→ Your task: Transcribe exactly the line containing "Place a point on every instance of the upturned" and each line after it, through the end of the entries, with nothing before or after.

[[ Input data open ]]

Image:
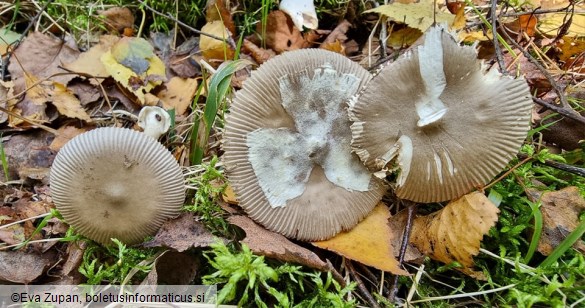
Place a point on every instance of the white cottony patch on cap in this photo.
(430, 108)
(283, 159)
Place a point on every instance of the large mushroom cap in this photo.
(287, 146)
(116, 183)
(440, 119)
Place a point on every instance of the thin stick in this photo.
(361, 287)
(411, 210)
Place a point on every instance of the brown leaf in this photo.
(42, 55)
(116, 19)
(22, 267)
(455, 232)
(173, 268)
(274, 245)
(560, 216)
(178, 94)
(281, 34)
(212, 48)
(182, 233)
(65, 133)
(370, 242)
(89, 62)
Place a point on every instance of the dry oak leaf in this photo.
(419, 15)
(89, 63)
(212, 48)
(42, 55)
(560, 216)
(276, 246)
(455, 232)
(57, 94)
(281, 34)
(178, 94)
(182, 233)
(370, 242)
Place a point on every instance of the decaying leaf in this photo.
(132, 63)
(89, 62)
(212, 48)
(560, 216)
(178, 94)
(22, 267)
(274, 245)
(419, 15)
(181, 234)
(370, 242)
(455, 232)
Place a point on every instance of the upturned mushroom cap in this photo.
(116, 183)
(440, 119)
(287, 146)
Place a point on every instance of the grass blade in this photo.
(218, 87)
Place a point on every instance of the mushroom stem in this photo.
(430, 108)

[[ Input data closed ]]

→ Expected answer:
Place a point on every instance of the upturned mushroom cap in this photo.
(116, 183)
(440, 119)
(287, 146)
Place a point on every instance of the grass blade in this photo.
(218, 87)
Place a point on every instance of the mushroom stem in this photo.
(430, 108)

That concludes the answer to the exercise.